Given task: Select and copy every line of the material below that contains the string "railing", treating uppercase and lowercase as different.

Stored entries

## BEGIN

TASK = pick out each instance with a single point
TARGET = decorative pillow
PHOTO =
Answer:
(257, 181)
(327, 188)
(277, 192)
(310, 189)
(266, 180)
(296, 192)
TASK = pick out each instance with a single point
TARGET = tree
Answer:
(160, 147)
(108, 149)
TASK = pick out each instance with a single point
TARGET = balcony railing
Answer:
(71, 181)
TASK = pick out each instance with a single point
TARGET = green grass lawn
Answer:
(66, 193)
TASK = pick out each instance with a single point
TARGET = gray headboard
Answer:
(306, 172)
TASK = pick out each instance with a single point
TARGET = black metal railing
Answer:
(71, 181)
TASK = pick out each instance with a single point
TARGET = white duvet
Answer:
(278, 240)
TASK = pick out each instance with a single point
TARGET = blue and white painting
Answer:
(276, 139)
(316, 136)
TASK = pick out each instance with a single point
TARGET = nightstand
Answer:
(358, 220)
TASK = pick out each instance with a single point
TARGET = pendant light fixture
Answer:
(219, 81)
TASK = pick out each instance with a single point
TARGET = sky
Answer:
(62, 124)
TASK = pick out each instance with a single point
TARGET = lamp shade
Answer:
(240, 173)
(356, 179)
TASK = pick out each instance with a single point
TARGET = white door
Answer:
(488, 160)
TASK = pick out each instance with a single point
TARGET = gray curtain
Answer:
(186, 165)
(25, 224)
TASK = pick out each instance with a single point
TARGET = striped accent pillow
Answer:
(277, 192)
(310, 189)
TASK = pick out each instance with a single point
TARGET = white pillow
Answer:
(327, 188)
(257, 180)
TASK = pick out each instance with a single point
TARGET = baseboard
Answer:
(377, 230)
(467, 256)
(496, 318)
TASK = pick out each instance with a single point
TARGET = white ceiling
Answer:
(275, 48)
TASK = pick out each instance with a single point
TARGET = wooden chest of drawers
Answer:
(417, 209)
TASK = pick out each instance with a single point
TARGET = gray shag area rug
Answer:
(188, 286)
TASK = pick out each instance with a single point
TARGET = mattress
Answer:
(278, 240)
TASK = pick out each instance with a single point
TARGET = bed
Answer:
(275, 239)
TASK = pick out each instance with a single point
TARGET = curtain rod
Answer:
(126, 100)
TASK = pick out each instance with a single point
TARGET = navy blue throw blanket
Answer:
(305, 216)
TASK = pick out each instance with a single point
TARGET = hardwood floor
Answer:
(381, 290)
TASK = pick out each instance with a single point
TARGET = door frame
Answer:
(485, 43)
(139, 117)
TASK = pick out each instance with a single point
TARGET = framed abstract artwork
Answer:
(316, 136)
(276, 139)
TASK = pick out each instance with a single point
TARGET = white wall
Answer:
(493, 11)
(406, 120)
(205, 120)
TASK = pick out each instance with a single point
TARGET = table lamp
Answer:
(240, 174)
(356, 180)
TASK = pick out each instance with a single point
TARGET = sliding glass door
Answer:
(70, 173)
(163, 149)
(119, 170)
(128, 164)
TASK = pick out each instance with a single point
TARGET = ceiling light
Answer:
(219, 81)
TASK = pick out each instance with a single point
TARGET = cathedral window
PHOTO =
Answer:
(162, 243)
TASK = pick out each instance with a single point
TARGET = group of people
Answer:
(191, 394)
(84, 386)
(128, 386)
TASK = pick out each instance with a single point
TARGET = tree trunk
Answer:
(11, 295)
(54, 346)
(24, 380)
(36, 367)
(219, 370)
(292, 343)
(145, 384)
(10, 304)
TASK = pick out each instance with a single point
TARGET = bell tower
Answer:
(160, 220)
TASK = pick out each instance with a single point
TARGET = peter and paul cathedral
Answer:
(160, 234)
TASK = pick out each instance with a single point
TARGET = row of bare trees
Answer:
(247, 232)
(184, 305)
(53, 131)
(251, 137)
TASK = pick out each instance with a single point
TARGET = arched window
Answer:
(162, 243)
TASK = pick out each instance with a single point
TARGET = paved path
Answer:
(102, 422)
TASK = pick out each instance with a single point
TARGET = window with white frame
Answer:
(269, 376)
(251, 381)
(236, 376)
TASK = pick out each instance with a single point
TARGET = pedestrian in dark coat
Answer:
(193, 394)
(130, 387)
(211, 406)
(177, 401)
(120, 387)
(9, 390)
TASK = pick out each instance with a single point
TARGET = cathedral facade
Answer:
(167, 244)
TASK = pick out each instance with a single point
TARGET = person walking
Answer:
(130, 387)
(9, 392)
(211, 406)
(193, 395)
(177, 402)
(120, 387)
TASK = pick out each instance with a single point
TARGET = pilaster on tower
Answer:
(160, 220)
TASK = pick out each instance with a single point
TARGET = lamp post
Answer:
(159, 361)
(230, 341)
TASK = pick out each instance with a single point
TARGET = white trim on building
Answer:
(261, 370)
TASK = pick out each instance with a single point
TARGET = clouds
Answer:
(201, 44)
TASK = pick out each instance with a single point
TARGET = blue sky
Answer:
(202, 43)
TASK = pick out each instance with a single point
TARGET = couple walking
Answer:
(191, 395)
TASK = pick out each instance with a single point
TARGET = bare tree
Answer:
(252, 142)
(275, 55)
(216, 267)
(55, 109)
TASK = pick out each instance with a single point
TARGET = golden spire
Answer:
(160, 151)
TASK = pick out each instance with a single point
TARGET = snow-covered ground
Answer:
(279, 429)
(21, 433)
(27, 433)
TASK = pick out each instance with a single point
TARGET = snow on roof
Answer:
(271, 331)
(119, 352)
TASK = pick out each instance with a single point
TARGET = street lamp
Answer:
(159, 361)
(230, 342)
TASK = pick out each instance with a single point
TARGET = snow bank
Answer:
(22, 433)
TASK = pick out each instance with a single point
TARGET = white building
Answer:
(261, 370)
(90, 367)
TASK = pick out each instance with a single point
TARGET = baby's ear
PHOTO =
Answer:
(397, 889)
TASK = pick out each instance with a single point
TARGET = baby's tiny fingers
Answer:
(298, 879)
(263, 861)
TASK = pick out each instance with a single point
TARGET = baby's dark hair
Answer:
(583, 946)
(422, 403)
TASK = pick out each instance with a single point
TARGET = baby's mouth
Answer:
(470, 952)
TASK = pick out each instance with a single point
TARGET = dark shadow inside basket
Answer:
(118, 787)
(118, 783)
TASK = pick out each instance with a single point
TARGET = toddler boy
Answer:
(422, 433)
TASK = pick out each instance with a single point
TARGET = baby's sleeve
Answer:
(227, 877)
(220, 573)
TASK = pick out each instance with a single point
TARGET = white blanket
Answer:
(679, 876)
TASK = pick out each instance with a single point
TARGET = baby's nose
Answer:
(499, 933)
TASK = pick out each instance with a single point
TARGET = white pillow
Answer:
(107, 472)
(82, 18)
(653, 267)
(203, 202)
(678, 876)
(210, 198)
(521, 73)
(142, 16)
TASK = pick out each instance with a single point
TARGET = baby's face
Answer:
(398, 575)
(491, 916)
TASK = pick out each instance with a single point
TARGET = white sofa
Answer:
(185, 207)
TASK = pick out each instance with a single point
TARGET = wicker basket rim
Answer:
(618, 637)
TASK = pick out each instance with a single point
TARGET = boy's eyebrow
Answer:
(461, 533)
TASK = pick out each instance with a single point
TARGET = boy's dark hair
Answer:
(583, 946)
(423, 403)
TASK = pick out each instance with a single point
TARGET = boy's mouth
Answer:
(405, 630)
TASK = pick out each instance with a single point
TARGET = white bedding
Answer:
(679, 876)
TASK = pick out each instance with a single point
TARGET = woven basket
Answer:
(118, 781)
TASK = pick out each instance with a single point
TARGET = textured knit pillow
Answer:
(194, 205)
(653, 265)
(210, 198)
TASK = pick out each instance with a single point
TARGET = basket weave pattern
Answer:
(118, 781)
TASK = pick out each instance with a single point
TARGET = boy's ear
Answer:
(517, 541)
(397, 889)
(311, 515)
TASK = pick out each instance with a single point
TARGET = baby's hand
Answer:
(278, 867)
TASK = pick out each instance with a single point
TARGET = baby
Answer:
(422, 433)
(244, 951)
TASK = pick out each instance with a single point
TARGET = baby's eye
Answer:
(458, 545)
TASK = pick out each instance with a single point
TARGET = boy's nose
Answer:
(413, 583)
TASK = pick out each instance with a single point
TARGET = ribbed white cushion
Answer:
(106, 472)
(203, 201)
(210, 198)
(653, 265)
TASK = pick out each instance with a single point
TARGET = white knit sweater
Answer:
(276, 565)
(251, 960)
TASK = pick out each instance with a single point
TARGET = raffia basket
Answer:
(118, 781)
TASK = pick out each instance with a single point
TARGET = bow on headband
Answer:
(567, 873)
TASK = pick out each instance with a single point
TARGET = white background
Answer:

## END

Finished answer:
TARGET = balcony railing
TARGET = black metal railing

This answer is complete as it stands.